### SHORT TASK
Rewrite the items from the start through the line containing "M126 76L126 95L128 96L128 76Z", changing "lamp post" to "streetlight" and leaving everything else as it is. Return only those lines.

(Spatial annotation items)

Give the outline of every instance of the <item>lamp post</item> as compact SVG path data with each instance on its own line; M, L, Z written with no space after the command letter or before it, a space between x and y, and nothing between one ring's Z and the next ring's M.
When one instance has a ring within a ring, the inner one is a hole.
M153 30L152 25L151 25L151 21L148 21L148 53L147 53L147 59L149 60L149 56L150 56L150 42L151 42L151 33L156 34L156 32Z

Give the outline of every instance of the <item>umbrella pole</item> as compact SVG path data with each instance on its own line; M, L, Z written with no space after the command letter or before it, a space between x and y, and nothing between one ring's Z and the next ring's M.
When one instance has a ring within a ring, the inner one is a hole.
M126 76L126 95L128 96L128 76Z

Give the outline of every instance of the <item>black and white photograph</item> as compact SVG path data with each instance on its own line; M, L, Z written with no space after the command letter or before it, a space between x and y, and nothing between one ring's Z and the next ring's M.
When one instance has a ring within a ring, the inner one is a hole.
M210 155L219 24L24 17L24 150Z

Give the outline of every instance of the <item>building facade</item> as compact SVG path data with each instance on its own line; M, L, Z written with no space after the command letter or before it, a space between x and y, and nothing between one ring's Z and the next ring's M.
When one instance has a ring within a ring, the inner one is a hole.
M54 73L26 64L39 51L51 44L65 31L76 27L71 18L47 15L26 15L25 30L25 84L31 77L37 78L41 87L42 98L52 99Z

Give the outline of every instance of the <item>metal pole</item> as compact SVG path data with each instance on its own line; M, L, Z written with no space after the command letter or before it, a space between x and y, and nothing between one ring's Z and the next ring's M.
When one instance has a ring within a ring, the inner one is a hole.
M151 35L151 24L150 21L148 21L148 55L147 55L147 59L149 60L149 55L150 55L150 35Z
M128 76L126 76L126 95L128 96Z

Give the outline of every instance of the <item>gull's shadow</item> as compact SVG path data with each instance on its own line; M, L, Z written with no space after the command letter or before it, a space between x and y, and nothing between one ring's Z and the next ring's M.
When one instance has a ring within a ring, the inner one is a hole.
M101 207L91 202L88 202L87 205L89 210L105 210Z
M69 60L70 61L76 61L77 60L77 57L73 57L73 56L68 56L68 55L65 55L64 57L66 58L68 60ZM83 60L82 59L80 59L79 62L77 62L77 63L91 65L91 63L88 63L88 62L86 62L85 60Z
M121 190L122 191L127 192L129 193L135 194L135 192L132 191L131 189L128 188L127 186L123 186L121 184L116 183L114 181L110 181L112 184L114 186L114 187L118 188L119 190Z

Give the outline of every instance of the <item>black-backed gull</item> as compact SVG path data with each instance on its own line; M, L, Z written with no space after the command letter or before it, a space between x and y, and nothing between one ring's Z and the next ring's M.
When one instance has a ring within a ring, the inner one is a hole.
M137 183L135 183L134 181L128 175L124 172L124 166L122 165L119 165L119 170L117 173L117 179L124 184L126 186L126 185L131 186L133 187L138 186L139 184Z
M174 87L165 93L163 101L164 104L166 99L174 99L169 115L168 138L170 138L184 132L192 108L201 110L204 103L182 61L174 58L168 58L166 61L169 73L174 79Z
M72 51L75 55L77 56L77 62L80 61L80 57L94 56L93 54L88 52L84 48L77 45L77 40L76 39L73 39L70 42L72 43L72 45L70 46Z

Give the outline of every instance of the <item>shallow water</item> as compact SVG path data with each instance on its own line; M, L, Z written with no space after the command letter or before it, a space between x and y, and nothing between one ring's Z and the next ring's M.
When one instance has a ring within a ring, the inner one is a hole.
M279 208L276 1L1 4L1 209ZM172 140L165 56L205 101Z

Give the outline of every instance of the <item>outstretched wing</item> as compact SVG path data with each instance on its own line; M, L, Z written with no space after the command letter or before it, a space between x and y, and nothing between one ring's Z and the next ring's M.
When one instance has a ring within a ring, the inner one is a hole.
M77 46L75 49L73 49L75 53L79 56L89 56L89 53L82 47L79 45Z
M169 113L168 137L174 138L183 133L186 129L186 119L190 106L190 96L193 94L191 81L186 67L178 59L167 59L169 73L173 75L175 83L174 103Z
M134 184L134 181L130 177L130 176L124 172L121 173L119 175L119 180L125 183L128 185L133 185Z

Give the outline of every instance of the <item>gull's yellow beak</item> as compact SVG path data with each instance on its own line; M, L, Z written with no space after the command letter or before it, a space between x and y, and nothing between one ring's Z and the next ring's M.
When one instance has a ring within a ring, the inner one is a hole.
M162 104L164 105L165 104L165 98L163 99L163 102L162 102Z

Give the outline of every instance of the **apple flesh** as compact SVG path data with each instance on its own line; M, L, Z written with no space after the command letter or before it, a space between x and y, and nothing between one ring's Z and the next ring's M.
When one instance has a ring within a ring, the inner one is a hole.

### PROBLEM SOLUTION
Give the outline of every instance of the <item>streetlight</item> as compact SVG path data with each instance on its own line; M, L, Z written with no space after the command letter or before it, a space between x and y, and nothing between one ring's Z and the next ring's M.
When one instance has a ring within a ring, the inner one is a hole.
M153 30L152 25L151 25L151 21L148 21L148 53L147 53L147 59L149 60L149 56L150 56L150 42L151 42L151 33L156 34L156 32Z

Give the outline of every instance of the <item>umbrella pole</item> as compact SVG path data with each instance on its own line; M, L, Z written with no space after the command letter or before it, a space between x and y, and nothing between one ring's Z and the next ring's M.
When one instance has a ring within a ring, the inner one is a hole.
M126 76L126 95L128 96L128 76Z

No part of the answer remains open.